> [What is required]
Repeat the listing word for word. Leave every picture out.
↓↓↓
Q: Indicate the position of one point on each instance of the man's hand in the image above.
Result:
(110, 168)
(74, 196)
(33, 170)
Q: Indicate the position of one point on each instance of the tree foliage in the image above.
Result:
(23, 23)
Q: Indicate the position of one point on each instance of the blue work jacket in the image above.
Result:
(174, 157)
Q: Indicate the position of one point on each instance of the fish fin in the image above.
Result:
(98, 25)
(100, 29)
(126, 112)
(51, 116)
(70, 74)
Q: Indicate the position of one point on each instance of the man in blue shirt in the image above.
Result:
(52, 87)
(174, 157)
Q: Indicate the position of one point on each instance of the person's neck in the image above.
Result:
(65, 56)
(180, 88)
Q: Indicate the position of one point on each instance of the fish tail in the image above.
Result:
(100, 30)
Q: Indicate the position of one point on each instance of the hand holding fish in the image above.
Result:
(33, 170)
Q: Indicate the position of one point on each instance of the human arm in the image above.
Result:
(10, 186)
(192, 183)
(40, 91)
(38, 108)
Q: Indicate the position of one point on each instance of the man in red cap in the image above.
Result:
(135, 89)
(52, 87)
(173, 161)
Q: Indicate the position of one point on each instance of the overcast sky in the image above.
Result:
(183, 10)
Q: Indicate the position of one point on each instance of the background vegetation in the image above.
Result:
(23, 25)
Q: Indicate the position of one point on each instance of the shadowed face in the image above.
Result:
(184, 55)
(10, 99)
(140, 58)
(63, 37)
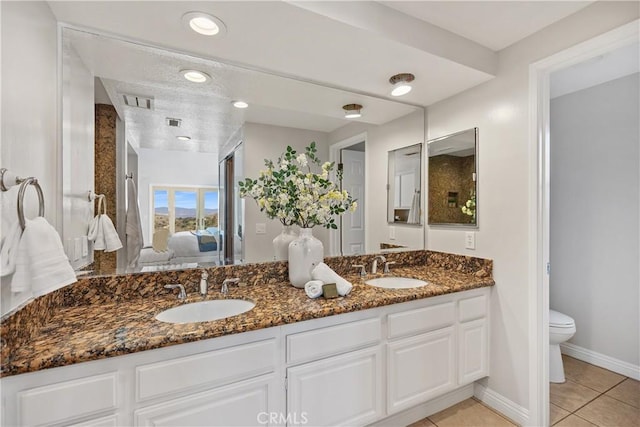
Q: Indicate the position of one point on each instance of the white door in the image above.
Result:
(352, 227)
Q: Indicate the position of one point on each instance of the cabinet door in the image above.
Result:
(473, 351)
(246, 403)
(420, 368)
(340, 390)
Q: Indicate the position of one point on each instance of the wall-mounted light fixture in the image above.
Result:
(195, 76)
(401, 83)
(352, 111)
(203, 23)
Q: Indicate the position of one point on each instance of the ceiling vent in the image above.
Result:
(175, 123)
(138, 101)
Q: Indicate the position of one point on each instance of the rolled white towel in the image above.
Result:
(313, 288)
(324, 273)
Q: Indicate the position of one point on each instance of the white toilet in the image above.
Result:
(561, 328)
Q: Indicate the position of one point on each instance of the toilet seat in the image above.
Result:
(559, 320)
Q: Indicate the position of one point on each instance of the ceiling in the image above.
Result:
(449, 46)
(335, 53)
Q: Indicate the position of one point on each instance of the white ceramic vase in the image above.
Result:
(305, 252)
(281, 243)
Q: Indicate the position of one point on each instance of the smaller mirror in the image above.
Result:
↑↑↑
> [Your response]
Q: Indicate the position of one point on each instance of the man's hand in the image above.
Result:
(110, 168)
(74, 196)
(33, 170)
Q: Indicate the position of one point on each instance of the tree foliage in the image above.
Result:
(23, 23)
Q: Indicate the position of one point on each instance of the blue work jacket in the image above.
Result:
(174, 157)
Q: Indicate the position of one point on each instance of the fish fin in the image above.
Result:
(98, 25)
(100, 29)
(126, 112)
(51, 116)
(70, 74)
Q: Indicate the position of one point on each instance of the man in blue shirt in the image above.
Result:
(52, 87)
(174, 157)
Q: Indicate the position of one point on each instance of the person's neck in the image above.
Result:
(65, 56)
(180, 88)
Q: Indicate the position of one point on each instance of the fish tail in the image above.
Result:
(100, 30)
Q: Indicate the position of one point on each instance of the hand holding fish in the image above.
Result:
(33, 170)
Q: Indicate the position of one point on each instance of the human arm in the image above.
Result:
(10, 186)
(192, 183)
(40, 91)
(38, 108)
Q: Indicate the position of one point on each instance of the man in red cap in the image above.
Result:
(135, 89)
(52, 87)
(173, 161)
Q: Indicate the position of one point on each instance of the overcast sky in the image above.
Result:
(183, 10)
Q: Indicate the position of one point on each instance of the background vegetation in the image above.
Result:
(23, 25)
Q: Indicate the position of one point on each instance of the shadowed face in the image above.
Result:
(184, 55)
(10, 99)
(140, 58)
(63, 37)
Q: Indicate the position of one point on each instance of the white door in the image above.
Result:
(352, 227)
Q: Indicate the position of one point on each instance of the cabinet door in the image above.
Result:
(473, 351)
(246, 403)
(420, 368)
(340, 390)
Q: Indicate the position of one point on each instance of the wall-mounted light fixture in the image above.
Result:
(195, 76)
(401, 83)
(352, 111)
(203, 23)
Q: Indicate the position of one point on each instance of the ceiling vent in the image above.
Result:
(175, 123)
(138, 101)
Q: Indicate the position of one point on each instance of the rolled white towel in the image above.
Result:
(313, 288)
(324, 273)
Q: Indicate the position of one point on each instance of the white toilet in the image above.
Result:
(561, 328)
Q: Indicate the position of one point on each instance of the toilet seat in the image above.
Result:
(559, 320)
Q: Indicate the position of one point on each instance of the ceiling in the image above.
Result:
(449, 46)
(335, 53)
Q: Indicate the position of one point on each instance of the white ceramic vase in the image above.
Result:
(305, 252)
(281, 243)
Q: Indicate the position of one point on each instance of the smaller mirror in the image above.
Result:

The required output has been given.